Begin Text section

- Years active: 1995; 31 years ago
- Members: Erika Geldsetzer (violin); Sascha Frömbling (viola); Konstantin Heidrich (cello); Dirk Mommertz (piano);
- Website: Official website
- Awards: Deutscher Musikwettbewerb; ECHO Klassik; Brahms-Preis;

= Fauré Quartet =

German piano quartet

The Fauré Quartet is a German piano quartet, named after Gabriel Fauré. Founded in 1995, they have performed internationally and recorded, including works written for them by composers such as Volker David Kirchner and Toshio Hosokawa.

== History ==
The piano quartet was founded in 1995 at the University of Music Karlsruhe and played its first concert there in January 1996. The players were at the beginning of their studies, which they continued at the Cologne University of Music. The Fauré Quartet has remained unchanged, with Erika Geldsetzer (violin), Sascha Frömbling (viola), Konstantin Heidrich (cello) and Dirk Mommertz (piano).

They recorded piano quartets by Schumann, Dvořák, Fauré and Suk for the label "Ars Musici". Since 2005, they recorded quartets by Mozart, Brahms and Mendelssohn for Deutsche Grammophon. In 2014, Sony Classical released an album with piano quartets and songs by Gustav Mahler and Richard Strauss, with soprano Simone Kermes.

End Text section
Begin Entries provided

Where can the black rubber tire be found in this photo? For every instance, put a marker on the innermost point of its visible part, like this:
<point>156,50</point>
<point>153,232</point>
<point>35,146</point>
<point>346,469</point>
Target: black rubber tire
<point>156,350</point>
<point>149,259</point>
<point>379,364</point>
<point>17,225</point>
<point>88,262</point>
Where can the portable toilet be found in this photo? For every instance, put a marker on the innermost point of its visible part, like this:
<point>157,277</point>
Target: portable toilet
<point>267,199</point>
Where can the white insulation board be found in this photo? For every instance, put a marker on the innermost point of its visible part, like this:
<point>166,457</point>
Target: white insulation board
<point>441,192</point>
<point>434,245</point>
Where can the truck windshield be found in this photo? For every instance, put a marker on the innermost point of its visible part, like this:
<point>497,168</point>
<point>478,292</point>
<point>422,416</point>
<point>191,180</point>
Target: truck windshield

End Entries provided

- [Goal] Name every record label that the Fauré Quartet text says released the ensemble's recordings.

- [Solution for this task] Ars Musici, Deutsche Grammophon, Sony Classical